Visualising Climate Change Effects on Urban and Rural Habitat in African Cinema and Urbanism

This is a guest post by Marie-Paule Macdonald, author of African Cinema and Urbanism.

The African continent, estimated to contribute less than 3% to global emissions while experiencing fast-increasing population growth and corresponding urbanisation, faces the effects of climate change on human habitats. Its youthful population holds the potential to reshape many realms, launch new debates with multiple perspectives and generate different worldviews. The effects of climate change on settlements add unpredictable new challenges in the next decades, and the visual and sound data of contemporary moving images may play a role in engaging with these issues.

African Cinema and Urbanism brings together a selection of some three-dozen documentary, docufiction and dramatic, and recent and classic African films that address some of the issues challenging urban populations and urban, infrastructure and landscape designers in Africa’s current ongoing post-colonial context of urbanising transformation. Viewed through cinematic portals, these urban and rural issues anticipate the present and possible future changes of urban and rural landscapes in Africa. The visual and aural nature of cinema and its photographic and documentary character allow for the consideration of contemporary issues in spatial terms, to better grasp the urban and rural dynamic of development, from climate change–related subjects, such as deforestation, sustainability, coastal erosion and biodiversity, to timely water-related issues of drought and flooding, agriculture and food supply, to inequity and women’s rights, political instability, security and sovereignty.

In considering new directions and updated approaches in contemporary urban and rural development, in the face of rapid spontaneous urbanisation of landscapes in a context of climate change and housing need, visual and sound in streamed images augment information and may propel and generate options for landscapes and cities in Africa that are intrinsic to African culture via documentary and narrative cinema, incorporating multiple platforms.

The diverse works of film and streamed media in African Cinema and Urbanism also reference theories and practices from the disciplines of urbanism, architecture and African cinema studies to examine how African filmmakers and, by extension, urbanists, architects, designers, thinkers and artists bring attention to issues of urban precarity, climate change, survival and growth, and creativity on the continent. The theorist Felwine Sarr’s theories in his book Afrotopias posit that the continent is a ‘formidable site for creative potential’, and Sarr identifies the potential of the city as place of ‘production of meaning’. He points out in Habiter le monde (Living in the world) the statistics publicised on the Global Footprint network website that indicate that ‘humans use as much ecological resources as if we lived on 1.7 earths’.1 Sarr discusses the concept of living in multiple places; again in Habiter le monde he notes that ‘it is possible to be psychically and emotionally present in several places, maintaining and nourishing links that tether us to them’.2 Felwine Sarr and other experts feature in the film Restituer l’art africain: les fantômes de la colonisation (Returning Art to Africa, the Ghosts of Colonisation, 2021) directed by Laurent Védrine, debating the impact of the return of pillaged African sculpture to Benin, its country of origin.

● ACTIONS TO TAKE:
A. Which climate change–related subjects does the post on African cinema and urbanism list?
B. Write out the post on African cinema and urbanism from "Visualising Climate Change" up to and including "with these issues.".

● DATA ROWS:
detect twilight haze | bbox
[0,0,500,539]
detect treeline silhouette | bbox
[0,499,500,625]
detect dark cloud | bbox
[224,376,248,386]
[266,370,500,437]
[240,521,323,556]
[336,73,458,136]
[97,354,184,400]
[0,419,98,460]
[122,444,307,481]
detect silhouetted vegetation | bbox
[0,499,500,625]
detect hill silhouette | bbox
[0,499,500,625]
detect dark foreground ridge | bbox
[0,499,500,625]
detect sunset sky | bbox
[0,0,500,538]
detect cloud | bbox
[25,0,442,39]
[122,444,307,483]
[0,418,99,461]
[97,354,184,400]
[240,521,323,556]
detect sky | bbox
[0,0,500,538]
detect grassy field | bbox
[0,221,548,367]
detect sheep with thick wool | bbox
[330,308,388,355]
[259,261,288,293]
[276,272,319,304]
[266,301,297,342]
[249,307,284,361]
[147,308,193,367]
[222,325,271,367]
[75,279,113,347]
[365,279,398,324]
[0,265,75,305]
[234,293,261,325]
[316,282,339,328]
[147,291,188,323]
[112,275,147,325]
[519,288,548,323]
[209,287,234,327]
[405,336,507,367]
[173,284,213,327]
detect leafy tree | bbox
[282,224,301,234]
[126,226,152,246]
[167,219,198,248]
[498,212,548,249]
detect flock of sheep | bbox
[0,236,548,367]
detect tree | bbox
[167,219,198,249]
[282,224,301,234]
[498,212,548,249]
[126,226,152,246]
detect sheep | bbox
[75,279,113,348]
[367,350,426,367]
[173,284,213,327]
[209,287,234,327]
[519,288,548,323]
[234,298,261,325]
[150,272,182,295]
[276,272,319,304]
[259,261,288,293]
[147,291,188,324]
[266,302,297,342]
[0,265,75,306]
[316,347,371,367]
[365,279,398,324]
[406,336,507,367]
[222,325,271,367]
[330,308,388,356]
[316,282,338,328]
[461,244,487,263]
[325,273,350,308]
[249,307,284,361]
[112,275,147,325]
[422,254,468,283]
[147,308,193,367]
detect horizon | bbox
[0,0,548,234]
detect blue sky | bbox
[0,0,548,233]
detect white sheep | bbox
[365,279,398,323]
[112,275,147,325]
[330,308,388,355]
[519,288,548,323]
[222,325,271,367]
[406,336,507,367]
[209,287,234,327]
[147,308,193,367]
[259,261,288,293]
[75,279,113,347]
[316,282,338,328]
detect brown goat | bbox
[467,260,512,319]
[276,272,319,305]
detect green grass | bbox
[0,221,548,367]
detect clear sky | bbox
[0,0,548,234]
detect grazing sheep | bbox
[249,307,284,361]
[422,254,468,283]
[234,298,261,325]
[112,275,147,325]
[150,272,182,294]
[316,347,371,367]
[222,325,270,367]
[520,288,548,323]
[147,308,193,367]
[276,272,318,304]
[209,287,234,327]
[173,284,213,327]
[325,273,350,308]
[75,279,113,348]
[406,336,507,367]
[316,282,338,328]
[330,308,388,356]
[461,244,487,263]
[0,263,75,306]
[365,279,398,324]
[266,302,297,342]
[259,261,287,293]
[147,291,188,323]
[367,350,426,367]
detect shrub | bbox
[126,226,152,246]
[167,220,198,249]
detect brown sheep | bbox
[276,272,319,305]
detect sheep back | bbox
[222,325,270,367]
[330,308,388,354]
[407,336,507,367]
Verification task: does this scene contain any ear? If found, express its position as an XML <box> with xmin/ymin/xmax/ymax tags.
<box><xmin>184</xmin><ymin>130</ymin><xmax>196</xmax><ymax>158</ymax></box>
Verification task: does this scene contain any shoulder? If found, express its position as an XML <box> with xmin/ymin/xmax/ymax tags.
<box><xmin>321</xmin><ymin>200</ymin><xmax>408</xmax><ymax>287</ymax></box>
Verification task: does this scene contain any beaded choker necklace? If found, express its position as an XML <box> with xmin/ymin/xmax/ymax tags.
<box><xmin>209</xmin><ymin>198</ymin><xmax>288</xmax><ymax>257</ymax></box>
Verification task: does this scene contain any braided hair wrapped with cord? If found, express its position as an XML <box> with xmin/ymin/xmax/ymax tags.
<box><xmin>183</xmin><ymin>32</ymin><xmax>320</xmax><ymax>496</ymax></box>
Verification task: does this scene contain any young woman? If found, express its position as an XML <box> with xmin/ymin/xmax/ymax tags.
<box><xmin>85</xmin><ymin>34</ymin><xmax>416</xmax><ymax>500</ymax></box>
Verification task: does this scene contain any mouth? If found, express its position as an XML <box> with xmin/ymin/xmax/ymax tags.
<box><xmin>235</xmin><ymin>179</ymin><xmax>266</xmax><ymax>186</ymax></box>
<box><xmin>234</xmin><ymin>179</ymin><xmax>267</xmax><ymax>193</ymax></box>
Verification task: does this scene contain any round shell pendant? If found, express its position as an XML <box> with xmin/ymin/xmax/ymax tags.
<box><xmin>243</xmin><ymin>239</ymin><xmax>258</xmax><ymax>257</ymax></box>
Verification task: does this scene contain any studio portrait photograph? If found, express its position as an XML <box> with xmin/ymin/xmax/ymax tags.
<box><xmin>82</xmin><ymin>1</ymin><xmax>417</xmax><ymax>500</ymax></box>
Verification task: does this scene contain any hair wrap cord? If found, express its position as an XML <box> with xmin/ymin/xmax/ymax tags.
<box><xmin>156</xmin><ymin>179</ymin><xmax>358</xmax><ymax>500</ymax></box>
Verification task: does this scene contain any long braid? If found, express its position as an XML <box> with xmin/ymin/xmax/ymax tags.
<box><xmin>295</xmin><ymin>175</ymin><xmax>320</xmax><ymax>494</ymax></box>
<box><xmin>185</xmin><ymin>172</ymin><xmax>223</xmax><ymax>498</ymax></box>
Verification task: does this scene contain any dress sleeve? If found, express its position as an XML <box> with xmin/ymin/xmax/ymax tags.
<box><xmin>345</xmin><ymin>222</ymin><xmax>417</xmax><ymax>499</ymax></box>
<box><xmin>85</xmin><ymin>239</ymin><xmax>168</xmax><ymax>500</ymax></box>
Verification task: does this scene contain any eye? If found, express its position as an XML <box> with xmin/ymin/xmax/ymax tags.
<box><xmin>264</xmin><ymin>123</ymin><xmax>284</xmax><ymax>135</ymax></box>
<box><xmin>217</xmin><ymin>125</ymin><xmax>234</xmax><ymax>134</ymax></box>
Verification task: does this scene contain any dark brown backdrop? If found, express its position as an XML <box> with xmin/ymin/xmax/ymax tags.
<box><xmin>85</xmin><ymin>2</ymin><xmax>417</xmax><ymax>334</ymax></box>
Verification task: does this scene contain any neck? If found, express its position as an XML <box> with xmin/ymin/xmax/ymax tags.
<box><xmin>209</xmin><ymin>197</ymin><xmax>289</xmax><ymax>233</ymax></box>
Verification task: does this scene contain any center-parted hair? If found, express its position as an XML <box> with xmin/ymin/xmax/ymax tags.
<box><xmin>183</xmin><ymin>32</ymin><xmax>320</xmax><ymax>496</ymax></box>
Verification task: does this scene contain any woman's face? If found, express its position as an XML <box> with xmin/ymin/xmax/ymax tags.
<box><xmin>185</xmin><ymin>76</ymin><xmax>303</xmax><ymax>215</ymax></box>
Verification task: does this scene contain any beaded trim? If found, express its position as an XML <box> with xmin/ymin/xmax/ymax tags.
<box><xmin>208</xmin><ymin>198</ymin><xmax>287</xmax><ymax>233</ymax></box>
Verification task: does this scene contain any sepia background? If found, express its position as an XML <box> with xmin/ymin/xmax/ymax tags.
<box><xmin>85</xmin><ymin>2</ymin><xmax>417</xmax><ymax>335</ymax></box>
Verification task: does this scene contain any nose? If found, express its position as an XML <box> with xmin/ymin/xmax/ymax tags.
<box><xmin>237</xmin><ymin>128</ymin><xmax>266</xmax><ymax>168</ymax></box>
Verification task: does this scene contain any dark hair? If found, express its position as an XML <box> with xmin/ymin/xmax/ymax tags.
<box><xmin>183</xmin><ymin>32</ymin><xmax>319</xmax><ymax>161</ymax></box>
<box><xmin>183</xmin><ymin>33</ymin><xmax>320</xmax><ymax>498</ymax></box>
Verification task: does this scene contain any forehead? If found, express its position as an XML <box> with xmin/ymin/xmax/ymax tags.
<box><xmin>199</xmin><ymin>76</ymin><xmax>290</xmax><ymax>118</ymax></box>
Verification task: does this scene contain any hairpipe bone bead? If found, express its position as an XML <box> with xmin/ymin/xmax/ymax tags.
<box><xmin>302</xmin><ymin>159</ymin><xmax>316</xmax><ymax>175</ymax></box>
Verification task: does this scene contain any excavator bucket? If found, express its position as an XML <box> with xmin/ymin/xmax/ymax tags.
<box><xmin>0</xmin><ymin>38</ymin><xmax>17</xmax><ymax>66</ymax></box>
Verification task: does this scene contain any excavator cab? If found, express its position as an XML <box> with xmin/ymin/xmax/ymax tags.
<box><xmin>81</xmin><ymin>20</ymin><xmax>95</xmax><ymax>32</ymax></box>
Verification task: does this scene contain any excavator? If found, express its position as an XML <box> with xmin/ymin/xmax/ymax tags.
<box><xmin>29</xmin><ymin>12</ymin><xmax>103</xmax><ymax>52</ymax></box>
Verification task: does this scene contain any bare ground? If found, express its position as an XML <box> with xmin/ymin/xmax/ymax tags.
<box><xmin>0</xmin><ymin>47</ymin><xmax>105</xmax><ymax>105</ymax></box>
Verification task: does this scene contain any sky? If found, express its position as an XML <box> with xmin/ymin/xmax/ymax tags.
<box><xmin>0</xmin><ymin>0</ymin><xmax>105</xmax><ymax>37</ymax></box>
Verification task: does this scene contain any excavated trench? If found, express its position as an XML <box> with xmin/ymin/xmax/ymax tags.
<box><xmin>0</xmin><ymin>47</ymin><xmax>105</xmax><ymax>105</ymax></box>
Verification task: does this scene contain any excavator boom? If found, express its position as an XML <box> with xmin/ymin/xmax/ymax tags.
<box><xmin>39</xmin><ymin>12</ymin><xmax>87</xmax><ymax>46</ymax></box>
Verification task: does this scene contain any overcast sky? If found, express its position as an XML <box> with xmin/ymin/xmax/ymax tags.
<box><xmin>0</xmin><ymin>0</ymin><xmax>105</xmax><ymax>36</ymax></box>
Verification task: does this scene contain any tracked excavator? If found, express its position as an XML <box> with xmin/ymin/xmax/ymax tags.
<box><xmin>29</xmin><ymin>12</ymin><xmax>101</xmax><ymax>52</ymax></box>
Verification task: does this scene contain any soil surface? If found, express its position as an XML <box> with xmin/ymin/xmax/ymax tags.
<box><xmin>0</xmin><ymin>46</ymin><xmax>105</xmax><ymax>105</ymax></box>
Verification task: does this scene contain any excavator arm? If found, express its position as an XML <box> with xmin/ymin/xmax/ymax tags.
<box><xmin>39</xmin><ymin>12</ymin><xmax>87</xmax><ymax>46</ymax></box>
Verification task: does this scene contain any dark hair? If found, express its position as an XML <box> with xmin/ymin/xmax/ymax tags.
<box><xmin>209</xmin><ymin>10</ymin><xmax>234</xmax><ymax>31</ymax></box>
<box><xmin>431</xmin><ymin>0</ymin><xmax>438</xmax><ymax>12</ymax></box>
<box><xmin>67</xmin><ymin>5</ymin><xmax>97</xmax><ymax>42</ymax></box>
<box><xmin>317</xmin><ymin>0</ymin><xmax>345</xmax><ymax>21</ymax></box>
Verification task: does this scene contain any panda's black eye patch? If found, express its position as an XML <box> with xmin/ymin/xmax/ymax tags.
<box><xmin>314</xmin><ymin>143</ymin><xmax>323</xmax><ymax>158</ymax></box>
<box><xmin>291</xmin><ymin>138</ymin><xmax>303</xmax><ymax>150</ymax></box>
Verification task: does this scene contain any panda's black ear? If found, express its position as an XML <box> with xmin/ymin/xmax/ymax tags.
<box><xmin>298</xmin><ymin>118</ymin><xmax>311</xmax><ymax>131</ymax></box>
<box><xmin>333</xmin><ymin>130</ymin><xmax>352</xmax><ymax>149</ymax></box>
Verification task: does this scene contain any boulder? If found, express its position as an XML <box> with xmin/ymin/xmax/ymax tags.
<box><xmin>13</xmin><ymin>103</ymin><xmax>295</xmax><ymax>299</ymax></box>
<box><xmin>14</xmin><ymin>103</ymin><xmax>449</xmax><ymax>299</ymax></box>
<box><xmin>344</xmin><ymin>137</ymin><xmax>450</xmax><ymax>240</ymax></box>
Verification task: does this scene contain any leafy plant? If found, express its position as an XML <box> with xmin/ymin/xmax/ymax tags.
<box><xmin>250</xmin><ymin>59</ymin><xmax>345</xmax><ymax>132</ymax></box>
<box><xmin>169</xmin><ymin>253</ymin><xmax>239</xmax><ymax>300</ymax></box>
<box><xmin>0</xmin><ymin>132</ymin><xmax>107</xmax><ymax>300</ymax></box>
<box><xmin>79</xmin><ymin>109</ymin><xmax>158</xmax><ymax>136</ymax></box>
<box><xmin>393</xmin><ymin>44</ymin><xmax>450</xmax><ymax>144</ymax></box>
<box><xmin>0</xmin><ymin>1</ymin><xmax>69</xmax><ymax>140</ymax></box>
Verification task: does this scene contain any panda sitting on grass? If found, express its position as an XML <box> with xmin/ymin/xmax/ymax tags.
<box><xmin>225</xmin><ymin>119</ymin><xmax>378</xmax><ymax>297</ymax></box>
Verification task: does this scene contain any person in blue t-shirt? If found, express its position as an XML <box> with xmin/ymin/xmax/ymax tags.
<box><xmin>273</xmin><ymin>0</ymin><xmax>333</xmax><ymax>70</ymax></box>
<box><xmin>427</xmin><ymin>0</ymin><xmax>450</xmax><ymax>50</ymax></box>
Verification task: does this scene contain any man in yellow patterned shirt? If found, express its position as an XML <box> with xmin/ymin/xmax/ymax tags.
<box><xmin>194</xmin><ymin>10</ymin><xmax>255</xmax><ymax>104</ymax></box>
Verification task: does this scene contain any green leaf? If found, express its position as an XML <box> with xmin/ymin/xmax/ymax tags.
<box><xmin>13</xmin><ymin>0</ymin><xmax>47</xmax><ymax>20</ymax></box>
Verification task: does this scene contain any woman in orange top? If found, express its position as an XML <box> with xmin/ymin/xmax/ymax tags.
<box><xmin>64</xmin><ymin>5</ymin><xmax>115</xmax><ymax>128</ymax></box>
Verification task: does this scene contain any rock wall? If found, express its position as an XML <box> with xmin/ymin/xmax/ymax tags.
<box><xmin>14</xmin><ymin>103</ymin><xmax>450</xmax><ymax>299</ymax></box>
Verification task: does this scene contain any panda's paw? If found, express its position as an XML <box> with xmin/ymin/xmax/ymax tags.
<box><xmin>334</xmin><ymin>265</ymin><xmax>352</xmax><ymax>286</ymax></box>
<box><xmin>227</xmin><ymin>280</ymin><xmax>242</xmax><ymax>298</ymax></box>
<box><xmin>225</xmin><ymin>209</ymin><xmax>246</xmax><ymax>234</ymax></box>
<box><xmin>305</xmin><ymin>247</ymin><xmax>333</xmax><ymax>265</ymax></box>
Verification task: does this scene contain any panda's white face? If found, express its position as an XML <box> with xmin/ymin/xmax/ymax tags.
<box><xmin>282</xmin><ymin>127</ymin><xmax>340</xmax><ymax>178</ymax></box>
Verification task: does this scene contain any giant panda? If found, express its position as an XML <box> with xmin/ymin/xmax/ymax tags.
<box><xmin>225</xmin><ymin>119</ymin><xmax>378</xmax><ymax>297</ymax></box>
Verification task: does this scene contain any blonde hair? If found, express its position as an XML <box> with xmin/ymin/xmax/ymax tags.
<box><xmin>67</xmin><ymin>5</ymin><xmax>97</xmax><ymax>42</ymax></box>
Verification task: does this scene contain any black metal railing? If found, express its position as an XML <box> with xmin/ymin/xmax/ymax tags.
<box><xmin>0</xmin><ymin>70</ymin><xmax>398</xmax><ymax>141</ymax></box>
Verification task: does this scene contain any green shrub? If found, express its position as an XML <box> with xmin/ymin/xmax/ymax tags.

● ANSWER LIST:
A. Deforestation, sustainability, coastal erosion, biodiversity

B.
Visualising Climate Change Effects on Urban and Rural Habitat in African Cinema and Urbanism

This is a guest post by Marie-Paule Macdonald, author of African Cinema and Urbanism.

The African continent, estimated to contribute less than 3% to global emissions while experiencing fast-increasing population growth and corresponding urbanisation, faces the effects of climate change on human habitats. Its youthful population holds the potential to reshape many realms, launch new debates with multiple perspectives and generate different worldviews. The effects of climate change on settlements add unpredictable new challenges in the next decades, and the visual and sound data of contemporary moving images may play a role in engaging with these issues.